• SOURCE RECORDS

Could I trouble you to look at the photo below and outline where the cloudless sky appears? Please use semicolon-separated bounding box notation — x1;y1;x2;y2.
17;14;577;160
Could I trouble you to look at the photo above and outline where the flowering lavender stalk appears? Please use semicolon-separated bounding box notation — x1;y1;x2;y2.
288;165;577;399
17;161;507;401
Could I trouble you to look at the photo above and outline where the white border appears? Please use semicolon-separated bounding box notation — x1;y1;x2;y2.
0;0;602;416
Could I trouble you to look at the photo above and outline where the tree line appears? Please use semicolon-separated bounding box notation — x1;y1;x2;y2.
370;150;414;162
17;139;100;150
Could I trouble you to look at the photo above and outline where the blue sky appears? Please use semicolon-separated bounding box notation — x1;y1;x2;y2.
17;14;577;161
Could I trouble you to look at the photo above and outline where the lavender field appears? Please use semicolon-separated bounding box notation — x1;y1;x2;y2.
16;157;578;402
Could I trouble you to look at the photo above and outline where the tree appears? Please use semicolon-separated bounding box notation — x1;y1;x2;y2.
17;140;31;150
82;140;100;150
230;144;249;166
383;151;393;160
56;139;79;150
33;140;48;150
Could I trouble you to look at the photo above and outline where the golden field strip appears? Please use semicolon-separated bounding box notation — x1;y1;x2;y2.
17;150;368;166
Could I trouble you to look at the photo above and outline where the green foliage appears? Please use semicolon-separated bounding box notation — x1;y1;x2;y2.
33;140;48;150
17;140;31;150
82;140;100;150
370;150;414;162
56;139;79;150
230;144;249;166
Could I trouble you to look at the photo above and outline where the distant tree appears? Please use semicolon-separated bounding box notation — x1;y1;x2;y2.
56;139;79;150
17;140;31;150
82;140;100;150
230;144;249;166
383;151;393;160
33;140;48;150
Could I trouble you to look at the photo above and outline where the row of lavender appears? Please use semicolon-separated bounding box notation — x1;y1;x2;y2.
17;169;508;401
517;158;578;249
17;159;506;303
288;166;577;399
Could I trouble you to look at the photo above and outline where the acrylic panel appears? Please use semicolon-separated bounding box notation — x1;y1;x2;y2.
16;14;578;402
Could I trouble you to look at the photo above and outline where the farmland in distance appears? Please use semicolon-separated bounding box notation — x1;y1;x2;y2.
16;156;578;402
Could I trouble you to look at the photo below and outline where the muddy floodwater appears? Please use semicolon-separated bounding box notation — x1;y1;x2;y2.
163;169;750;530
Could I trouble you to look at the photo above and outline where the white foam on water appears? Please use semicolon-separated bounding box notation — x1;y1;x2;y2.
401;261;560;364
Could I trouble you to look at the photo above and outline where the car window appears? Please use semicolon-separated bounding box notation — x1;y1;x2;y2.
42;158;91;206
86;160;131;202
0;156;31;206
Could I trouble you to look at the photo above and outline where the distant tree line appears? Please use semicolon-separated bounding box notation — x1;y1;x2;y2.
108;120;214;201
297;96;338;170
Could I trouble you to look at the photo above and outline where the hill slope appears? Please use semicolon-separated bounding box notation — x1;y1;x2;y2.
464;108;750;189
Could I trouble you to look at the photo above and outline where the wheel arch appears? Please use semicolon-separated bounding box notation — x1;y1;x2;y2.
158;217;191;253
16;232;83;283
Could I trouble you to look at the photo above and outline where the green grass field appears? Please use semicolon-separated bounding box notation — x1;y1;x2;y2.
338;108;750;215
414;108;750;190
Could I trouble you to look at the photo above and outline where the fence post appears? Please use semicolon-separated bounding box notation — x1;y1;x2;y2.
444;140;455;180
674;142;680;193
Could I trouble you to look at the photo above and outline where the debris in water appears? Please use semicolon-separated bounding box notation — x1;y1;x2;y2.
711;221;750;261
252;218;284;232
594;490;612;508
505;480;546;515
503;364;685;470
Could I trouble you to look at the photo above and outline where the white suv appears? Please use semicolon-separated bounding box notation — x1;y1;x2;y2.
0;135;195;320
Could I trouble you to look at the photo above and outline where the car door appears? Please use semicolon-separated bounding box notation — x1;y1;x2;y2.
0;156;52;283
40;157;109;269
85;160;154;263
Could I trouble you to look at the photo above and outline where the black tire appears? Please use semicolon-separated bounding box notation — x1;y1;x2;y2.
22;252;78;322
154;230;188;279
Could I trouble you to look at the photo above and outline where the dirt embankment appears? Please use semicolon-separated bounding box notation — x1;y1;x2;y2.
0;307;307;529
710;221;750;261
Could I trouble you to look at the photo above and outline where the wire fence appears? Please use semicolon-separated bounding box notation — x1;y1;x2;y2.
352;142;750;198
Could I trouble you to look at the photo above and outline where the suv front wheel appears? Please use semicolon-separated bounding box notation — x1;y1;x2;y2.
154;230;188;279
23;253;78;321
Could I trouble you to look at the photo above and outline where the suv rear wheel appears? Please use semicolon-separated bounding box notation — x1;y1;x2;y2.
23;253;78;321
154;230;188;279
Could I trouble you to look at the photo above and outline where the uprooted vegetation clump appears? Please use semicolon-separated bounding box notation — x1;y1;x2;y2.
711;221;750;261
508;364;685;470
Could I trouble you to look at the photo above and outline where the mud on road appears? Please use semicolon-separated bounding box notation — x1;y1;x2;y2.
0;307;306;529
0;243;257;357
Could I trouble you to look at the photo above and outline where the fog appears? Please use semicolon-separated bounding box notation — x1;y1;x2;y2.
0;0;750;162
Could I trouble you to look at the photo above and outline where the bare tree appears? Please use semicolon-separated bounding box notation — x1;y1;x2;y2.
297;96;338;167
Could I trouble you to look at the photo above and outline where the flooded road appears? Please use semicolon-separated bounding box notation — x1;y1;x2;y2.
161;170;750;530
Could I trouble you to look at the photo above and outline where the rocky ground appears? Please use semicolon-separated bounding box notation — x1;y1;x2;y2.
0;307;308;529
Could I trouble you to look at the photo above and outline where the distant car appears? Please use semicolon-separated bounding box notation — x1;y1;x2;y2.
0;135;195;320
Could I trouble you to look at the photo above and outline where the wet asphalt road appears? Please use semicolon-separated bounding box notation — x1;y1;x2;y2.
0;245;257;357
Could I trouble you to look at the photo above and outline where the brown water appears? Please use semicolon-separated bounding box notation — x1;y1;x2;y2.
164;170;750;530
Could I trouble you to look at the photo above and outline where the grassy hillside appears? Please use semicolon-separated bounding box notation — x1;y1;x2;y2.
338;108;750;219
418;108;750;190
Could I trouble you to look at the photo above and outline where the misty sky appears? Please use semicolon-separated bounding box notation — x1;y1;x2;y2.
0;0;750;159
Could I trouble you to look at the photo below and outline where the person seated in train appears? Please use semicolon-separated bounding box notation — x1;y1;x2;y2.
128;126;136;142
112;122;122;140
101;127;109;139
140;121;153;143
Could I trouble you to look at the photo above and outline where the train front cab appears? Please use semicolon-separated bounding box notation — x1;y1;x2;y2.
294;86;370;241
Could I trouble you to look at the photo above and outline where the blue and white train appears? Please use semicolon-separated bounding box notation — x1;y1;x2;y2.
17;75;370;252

• WHAT IS REQUIRED
Scale the material from the line containing "where the flooded" up to and including the line containing "294;86;370;241". Write those lines out again, requests included, with every bounding box coordinate in the answers multiplied by 1.15 and rounded to the nearest whole number, halves rounding up.

• FULL ANSWER
Could I trouble you to look at the photo above and outline where the flooded road appears? Please use semicolon-separated bounding box notation — x1;y1;x2;y2.
185;196;863;610
Could I trouble you to look at the photo above and outline where the rocky ground appears? Please use semicolon-separated bounding box notation — x1;y1;x2;y2.
0;353;354;608
Could I trouble you to look at the photo above and outline where the distant car appears? Please use semicolon-separated bounding box notation — x1;y1;x2;y2.
0;155;224;368
Could I trouble you to look at the photo above and outline where the wet asphalt road appears? Please use semicolon-separated bounding box notation — x1;y1;x2;y2.
0;282;296;411
Could I trouble you to look at the photo above and outline where the brown water appears? Please use semicolon-separated bounding box notation — x1;y1;x2;y2.
189;196;863;610
Could I trouble you to look at the photo above and outline where the grassy hillside appears? Please use semicolon-separated bounding box notation — x1;y1;x2;y2.
389;124;863;252
481;124;863;219
Could I trouble you to look at the photo above and outline where the misty sky appears? Please use semicolon-separated bounding box notation — x1;y1;x2;y2.
0;0;863;183
Could I trouble you to look at the photo below and outline where the person seated in train appears? Please use semicolon-separated bounding box notation — x1;y1;x2;y2.
147;145;156;163
129;140;140;161
116;146;125;160
161;139;176;164
Could I trouble you to look at the photo above and outline where the train front cab appears? Please use semicolon-separated bounding box notation — x1;y1;x2;y2.
338;99;426;277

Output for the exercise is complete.